> PAGE EXCERPT
# Forum Home Renovation Concreting  Rounding off a concrete edge

## Rossluck

We have a slab next to our house that we want to slice in half. Does anyone know of any way to "round off" the edge of newly cut concrete so that it is similar to edge-trowelled concrete? 
A strange question, I know, but outside of a grinder with a masonry disc, I can't think of a way of doing it.

----------


## Honorary Bloke

> We have a slab next to our house that we want to slice in half. Does anyone know of any way to "round off" the edge of newly cut concrete so that it is similar to edge-trowelled concrete? 
> A strange question, I know, but outside of a grinder with a masonry disc, I can't think of a way of doing it.

  Grinder with a masonry disc.  :Frown:   :Biggrin:

----------


## johnc

An old coarse oilstone will do it, but it would be slow going and knacker the stone if not careful.

----------


## Bleedin Thumb

You can get grinding stones (known as rubbing stones) - basically how Johnc describes but you won't knacker the stone. I would still use a ginder wheel to put a 45 deg bevel on it first them use your rubbing stone to round it off.

----------


## bricks

you could break the corner at 45 degrees, then repair it with a concrete epoxy ( something like megapoxy). If you add a small amount of the dust from the origional concrete it comes up fairly close to the origional colour.

----------


## Amb

Hi Rossluck A friend of mine once gave me some concrete grinding stones he uses at work all the time. One is coarse grade, the other is fine grade. They use them to take off any sharp edges after removing the form work. I believe they are the stones that are used on terrazzo grinding machines. Any way, you can 'sand' down concrete with these stones by hand, just as easily as sanding down a piece of wood with sandpaper. I'm not exaggerating, so taking off a bit of a corner would be very easy. They work just as well on fully cured and old concrete, and the aggregate stone is also no problem.

> DATA PROVIDED
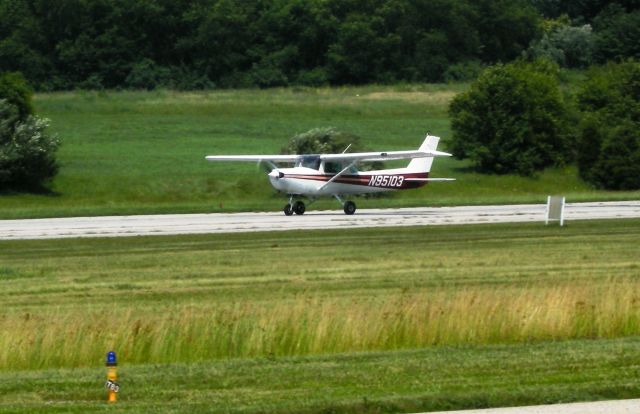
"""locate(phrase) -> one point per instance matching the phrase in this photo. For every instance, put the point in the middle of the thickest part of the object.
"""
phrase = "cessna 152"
(337, 174)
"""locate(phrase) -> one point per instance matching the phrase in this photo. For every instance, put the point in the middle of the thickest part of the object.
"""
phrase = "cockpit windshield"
(310, 161)
(334, 167)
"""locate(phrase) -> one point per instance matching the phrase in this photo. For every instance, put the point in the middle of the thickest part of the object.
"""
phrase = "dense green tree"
(15, 90)
(566, 45)
(512, 120)
(195, 44)
(609, 138)
(617, 34)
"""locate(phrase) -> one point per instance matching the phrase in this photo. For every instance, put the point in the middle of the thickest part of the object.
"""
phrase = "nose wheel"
(298, 207)
(349, 208)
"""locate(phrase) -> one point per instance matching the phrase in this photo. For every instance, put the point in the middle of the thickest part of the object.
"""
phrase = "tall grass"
(316, 325)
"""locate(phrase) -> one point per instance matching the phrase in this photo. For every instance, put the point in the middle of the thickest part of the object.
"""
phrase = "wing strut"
(337, 175)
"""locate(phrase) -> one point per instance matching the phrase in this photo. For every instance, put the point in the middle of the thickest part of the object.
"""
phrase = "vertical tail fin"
(424, 164)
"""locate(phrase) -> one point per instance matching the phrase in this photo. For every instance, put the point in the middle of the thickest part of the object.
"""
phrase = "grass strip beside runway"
(385, 382)
(291, 318)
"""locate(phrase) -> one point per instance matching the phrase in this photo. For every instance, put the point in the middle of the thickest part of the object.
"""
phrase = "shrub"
(609, 137)
(27, 151)
(512, 120)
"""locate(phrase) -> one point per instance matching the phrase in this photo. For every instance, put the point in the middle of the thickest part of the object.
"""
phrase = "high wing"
(272, 158)
(353, 157)
(383, 156)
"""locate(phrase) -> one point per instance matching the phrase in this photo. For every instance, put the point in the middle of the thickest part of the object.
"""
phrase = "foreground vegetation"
(143, 152)
(381, 382)
(288, 306)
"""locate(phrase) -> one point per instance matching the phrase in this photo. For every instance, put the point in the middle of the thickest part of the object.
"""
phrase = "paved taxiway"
(167, 224)
(599, 407)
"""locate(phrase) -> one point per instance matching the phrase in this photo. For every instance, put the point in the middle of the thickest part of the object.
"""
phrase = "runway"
(171, 224)
(599, 407)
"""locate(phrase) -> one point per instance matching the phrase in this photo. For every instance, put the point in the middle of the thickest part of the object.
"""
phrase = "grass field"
(143, 152)
(374, 320)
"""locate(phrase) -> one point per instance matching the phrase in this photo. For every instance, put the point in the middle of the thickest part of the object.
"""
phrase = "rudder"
(424, 164)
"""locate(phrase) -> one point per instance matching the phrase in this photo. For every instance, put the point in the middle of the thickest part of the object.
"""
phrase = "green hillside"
(143, 152)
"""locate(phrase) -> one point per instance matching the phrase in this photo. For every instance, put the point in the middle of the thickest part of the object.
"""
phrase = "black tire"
(349, 208)
(299, 208)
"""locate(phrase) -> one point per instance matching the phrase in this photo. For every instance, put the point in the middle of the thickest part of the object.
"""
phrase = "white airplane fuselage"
(313, 183)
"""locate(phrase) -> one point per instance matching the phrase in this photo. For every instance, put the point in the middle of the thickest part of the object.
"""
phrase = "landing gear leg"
(348, 206)
(288, 209)
(299, 208)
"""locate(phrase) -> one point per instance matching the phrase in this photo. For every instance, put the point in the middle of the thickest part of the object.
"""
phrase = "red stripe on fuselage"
(366, 181)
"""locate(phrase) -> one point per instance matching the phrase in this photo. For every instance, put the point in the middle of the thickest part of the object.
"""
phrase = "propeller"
(270, 168)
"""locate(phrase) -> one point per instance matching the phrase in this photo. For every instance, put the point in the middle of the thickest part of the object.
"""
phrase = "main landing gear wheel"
(299, 208)
(349, 208)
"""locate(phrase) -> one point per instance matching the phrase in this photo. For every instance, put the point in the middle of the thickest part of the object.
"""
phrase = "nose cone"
(274, 178)
(275, 174)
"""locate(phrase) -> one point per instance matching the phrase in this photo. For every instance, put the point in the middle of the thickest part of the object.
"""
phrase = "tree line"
(198, 44)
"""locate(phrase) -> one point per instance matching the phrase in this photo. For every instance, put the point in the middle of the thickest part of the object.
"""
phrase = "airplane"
(337, 175)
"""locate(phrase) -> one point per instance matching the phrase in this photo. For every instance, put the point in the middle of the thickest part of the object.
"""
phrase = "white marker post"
(555, 209)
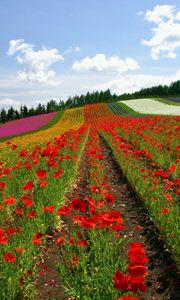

> WRITTEN REQUEST 1
List the username of every poster in the concrete-edge thread above, in the order they appear.
> WRITTEN REQUEST 2
Continue the forum thread on rounding off a concrete edge, starting after its last sentence.

> FINAL RESULT 1
Rossluck, Honorary Bloke, johnc, Bleedin Thumb, bricks, Amb

> FINAL RESULT 2
----------


## Rossluck

> Hi Rossluck A friend of mine once gave me some concrete grinding stones he uses at work all the time. One is coarse grade, the other is fine grade. They use them to take off any sharp edges after removing the form work. I believe they are the stones that are used on terrazzo grinding machines. Any way, you can 'sand' down concrete with these stones by hand, just as easily as sanding down a piece of wood with sandpaper. I'm not exaggerating, so taking off a bit of a corner would be very easy. They work just as well on fully cured and old concrete, and the aggregate stone is also no problem.

  
Thanks Amb, and everyone else. Great advice as usual.  :Biggrin:   :Biggrin:   :Biggrin:

----------


## Terrian

> We have a slab next to our house that we want to slice in half. Does anyone know of any way to "round off" the edge of newly cut concrete so that it is similar to edge-trowelled concrete? 
> A strange question, I know, but outside of a grinder with a masonry disc, I can't think of a way of doing it.

  
grinder with a diamond disk to start with, then the masonry disk (100mm grinder ?)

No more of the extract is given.